▶ [Extracted data]:
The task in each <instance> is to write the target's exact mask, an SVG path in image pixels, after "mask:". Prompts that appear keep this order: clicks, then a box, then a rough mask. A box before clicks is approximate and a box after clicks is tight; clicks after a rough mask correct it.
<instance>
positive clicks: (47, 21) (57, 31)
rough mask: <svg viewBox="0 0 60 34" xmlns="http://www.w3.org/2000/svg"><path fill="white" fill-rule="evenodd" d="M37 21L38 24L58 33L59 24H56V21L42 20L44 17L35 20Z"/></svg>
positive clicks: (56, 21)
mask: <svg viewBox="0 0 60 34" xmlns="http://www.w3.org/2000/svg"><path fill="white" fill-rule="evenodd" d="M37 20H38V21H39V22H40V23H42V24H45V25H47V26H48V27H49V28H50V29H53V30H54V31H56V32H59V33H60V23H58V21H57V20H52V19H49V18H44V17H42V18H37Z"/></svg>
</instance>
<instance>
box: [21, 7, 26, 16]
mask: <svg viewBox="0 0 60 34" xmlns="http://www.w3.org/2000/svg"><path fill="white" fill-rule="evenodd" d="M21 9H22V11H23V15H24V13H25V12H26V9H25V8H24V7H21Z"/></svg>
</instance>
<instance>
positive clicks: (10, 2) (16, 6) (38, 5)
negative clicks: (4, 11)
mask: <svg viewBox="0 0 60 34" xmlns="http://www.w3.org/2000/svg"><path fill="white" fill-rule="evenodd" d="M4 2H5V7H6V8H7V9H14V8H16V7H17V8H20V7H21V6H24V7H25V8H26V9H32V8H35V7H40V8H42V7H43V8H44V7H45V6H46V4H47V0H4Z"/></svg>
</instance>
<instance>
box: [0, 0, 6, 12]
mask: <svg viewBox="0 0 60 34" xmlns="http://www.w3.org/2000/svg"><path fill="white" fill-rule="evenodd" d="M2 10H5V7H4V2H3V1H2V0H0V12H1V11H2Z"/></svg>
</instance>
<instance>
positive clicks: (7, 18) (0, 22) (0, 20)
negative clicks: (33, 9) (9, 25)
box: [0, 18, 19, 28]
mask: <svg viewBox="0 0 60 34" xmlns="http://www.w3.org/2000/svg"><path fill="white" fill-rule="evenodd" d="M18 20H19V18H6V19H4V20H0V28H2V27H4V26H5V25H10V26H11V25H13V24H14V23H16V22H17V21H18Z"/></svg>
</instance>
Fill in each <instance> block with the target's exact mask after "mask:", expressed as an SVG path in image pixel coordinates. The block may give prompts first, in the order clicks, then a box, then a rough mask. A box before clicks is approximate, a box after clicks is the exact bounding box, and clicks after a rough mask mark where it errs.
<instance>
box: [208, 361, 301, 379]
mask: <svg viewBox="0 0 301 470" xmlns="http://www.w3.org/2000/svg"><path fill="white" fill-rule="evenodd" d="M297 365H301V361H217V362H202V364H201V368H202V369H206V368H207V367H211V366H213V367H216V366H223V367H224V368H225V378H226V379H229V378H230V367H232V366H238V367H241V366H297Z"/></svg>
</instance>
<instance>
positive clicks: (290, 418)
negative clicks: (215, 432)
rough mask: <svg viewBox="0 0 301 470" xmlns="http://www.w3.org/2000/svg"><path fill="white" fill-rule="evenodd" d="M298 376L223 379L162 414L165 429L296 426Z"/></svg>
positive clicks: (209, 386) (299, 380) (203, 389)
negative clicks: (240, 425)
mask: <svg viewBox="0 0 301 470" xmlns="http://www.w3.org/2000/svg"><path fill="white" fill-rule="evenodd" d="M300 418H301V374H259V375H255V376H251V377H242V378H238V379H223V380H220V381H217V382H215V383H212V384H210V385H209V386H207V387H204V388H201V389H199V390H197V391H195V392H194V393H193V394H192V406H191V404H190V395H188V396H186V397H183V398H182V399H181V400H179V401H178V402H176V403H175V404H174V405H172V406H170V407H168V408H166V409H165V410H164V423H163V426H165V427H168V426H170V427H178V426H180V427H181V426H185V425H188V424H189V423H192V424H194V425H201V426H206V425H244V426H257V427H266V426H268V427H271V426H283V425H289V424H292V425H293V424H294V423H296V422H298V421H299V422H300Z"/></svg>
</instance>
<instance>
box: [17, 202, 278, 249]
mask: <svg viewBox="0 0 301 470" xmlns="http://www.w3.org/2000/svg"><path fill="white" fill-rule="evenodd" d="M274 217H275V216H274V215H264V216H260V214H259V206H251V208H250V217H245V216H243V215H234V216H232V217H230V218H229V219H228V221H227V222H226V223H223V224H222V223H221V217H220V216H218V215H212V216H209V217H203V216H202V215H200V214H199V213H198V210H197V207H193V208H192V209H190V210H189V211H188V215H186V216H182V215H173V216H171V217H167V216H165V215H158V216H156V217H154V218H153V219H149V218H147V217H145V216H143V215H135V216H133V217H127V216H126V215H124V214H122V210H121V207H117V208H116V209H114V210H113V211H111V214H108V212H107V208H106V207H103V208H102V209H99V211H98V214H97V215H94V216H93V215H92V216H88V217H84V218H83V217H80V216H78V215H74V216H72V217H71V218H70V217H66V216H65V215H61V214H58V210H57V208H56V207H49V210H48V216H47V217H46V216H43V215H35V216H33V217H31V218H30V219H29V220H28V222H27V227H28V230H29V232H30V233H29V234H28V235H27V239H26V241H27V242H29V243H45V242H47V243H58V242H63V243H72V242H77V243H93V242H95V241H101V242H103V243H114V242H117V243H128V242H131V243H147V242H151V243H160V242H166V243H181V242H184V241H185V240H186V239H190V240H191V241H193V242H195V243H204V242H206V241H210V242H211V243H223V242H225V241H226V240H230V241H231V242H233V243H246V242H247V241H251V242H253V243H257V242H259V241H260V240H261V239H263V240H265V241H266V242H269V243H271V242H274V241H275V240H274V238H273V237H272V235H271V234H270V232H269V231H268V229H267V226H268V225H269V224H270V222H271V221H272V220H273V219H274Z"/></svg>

▶ [What this task involves]: Convert every line of the entries above into a JSON list of strings, one string per line, leaving out blank lines.

▶ [Finished exercise]:
[
  "The task in each <instance> is to write the target's exact mask, an SVG path in image pixels, after \"mask:\". Prompts that appear keep this order: clicks, then a box, then a rough mask. A box before clicks is approximate and a box after clicks is tight; clicks after a rough mask correct it.",
  "<instance>",
  "positive clicks: (47, 21) (57, 31)",
  "rough mask: <svg viewBox=\"0 0 60 34\" xmlns=\"http://www.w3.org/2000/svg\"><path fill=\"white\" fill-rule=\"evenodd\" d=\"M37 21L38 24L58 33L59 24H56V21L42 20L44 17L35 20Z\"/></svg>",
  "positive clicks: (56, 21)",
  "mask: <svg viewBox=\"0 0 60 34\" xmlns=\"http://www.w3.org/2000/svg\"><path fill=\"white\" fill-rule=\"evenodd\" d=\"M37 20H38V21H39V22H40V23H42V24H45V25H47V26H48V27H49V28H50V29H53V30H54V31H56V32H59V33H60V23H58V21H57V20H52V19H49V18H44V17H42V18H37Z\"/></svg>",
  "</instance>",
  "<instance>",
  "box: [21, 7, 26, 16]",
  "mask: <svg viewBox=\"0 0 60 34\" xmlns=\"http://www.w3.org/2000/svg\"><path fill=\"white\" fill-rule=\"evenodd\" d=\"M21 9H22V11H23V15H24V13H25V12H26V9H25V8H24V7H21Z\"/></svg>",
  "</instance>",
  "<instance>",
  "positive clicks: (10, 2) (16, 6) (38, 5)",
  "negative clicks: (4, 11)",
  "mask: <svg viewBox=\"0 0 60 34\" xmlns=\"http://www.w3.org/2000/svg\"><path fill=\"white\" fill-rule=\"evenodd\" d=\"M4 2H5V7H6V8H7V9H14V8H16V7H17V8H20V7H21V6H24V7H25V8H26V9H32V8H35V7H40V8H42V7H43V8H44V7H45V6H46V4H47V0H4Z\"/></svg>",
  "</instance>",
  "<instance>",
  "box: [0, 0, 6, 12]",
  "mask: <svg viewBox=\"0 0 60 34\" xmlns=\"http://www.w3.org/2000/svg\"><path fill=\"white\" fill-rule=\"evenodd\" d=\"M2 10H5V7H4V2H3V1H2V0H0V12H1V11H2Z\"/></svg>",
  "</instance>",
  "<instance>",
  "positive clicks: (7, 18) (0, 22) (0, 20)",
  "negative clicks: (33, 9) (9, 25)",
  "box: [0, 18, 19, 28]",
  "mask: <svg viewBox=\"0 0 60 34\" xmlns=\"http://www.w3.org/2000/svg\"><path fill=\"white\" fill-rule=\"evenodd\" d=\"M18 20H19V18H6V19H4V20H0V28H2V27H4V26H5V25H10V26H11V25H13V24H14V23H16V22H17V21H18Z\"/></svg>",
  "</instance>",
  "Fill in each <instance> block with the target's exact mask after \"mask:\", expressed as an SVG path in image pixel coordinates. The block may give prompts first, in the order clicks, then a box, then a rough mask. A box before clicks is approximate, a box after clicks is the exact bounding box, and clicks after a rough mask mark where it errs.",
  "<instance>",
  "box: [208, 361, 301, 379]",
  "mask: <svg viewBox=\"0 0 301 470\" xmlns=\"http://www.w3.org/2000/svg\"><path fill=\"white\" fill-rule=\"evenodd\" d=\"M297 365H301V361H217V362H202V364H201V368H202V369H206V368H207V367H211V366H213V367H216V366H223V367H224V368H225V378H226V379H229V378H230V367H232V366H238V367H241V366H297Z\"/></svg>",
  "</instance>",
  "<instance>",
  "positive clicks: (290, 418)",
  "negative clicks: (215, 432)",
  "rough mask: <svg viewBox=\"0 0 301 470\" xmlns=\"http://www.w3.org/2000/svg\"><path fill=\"white\" fill-rule=\"evenodd\" d=\"M298 376L223 379L162 414L165 429L296 426Z\"/></svg>",
  "positive clicks: (209, 386) (299, 380) (203, 389)",
  "negative clicks: (240, 425)",
  "mask: <svg viewBox=\"0 0 301 470\" xmlns=\"http://www.w3.org/2000/svg\"><path fill=\"white\" fill-rule=\"evenodd\" d=\"M300 418H301V374H259V375H255V376H251V377H242V378H238V379H223V380H220V381H217V382H215V383H212V384H210V385H209V386H207V387H204V388H201V389H199V390H197V391H195V392H194V393H193V394H192V406H191V404H190V395H188V396H186V397H183V398H182V399H181V400H179V401H178V402H176V403H175V404H174V405H172V406H170V407H168V408H166V409H165V410H164V423H163V426H165V427H168V426H170V427H178V426H180V427H181V426H185V425H188V424H189V423H192V424H194V425H201V426H206V425H244V426H257V427H266V426H268V427H271V426H283V425H289V424H292V425H293V424H294V423H296V422H298V421H299V422H300Z\"/></svg>",
  "</instance>",
  "<instance>",
  "box: [17, 202, 278, 249]",
  "mask: <svg viewBox=\"0 0 301 470\" xmlns=\"http://www.w3.org/2000/svg\"><path fill=\"white\" fill-rule=\"evenodd\" d=\"M274 217H275V216H274V215H264V216H260V214H259V206H251V208H250V217H245V216H243V215H234V216H232V217H230V218H229V219H228V221H227V222H226V223H223V224H222V223H221V217H220V216H218V215H212V216H209V217H203V216H202V215H200V214H199V213H198V210H197V207H193V208H192V209H190V210H189V211H188V215H186V216H182V215H173V216H171V217H167V216H165V215H158V216H156V217H154V218H153V219H149V218H147V217H145V216H143V215H135V216H133V217H127V216H126V215H124V214H122V210H121V207H117V208H116V209H114V210H113V211H111V214H108V212H107V208H106V207H103V208H102V209H99V211H98V214H97V215H94V216H93V215H92V216H88V217H84V218H83V217H80V216H78V215H74V216H72V217H71V218H70V217H66V216H65V215H61V214H58V210H57V208H56V207H49V210H48V216H47V217H46V216H43V215H35V216H33V217H31V218H30V219H29V220H28V222H27V227H28V230H29V232H30V233H29V234H28V235H27V239H26V241H27V242H29V243H45V242H47V243H58V242H63V243H72V242H77V243H93V242H95V241H101V242H103V243H114V242H117V243H128V242H131V243H147V242H151V243H160V242H166V243H181V242H184V241H185V240H186V239H190V240H191V241H193V242H195V243H204V242H206V241H210V242H211V243H223V242H225V241H226V240H230V241H231V242H233V243H246V242H247V241H251V242H253V243H257V242H259V241H260V240H261V239H263V240H265V241H266V242H269V243H271V242H274V241H275V240H274V238H273V237H272V235H271V234H270V232H269V231H268V229H267V226H268V225H269V224H270V222H271V221H272V220H273V219H274Z\"/></svg>"
]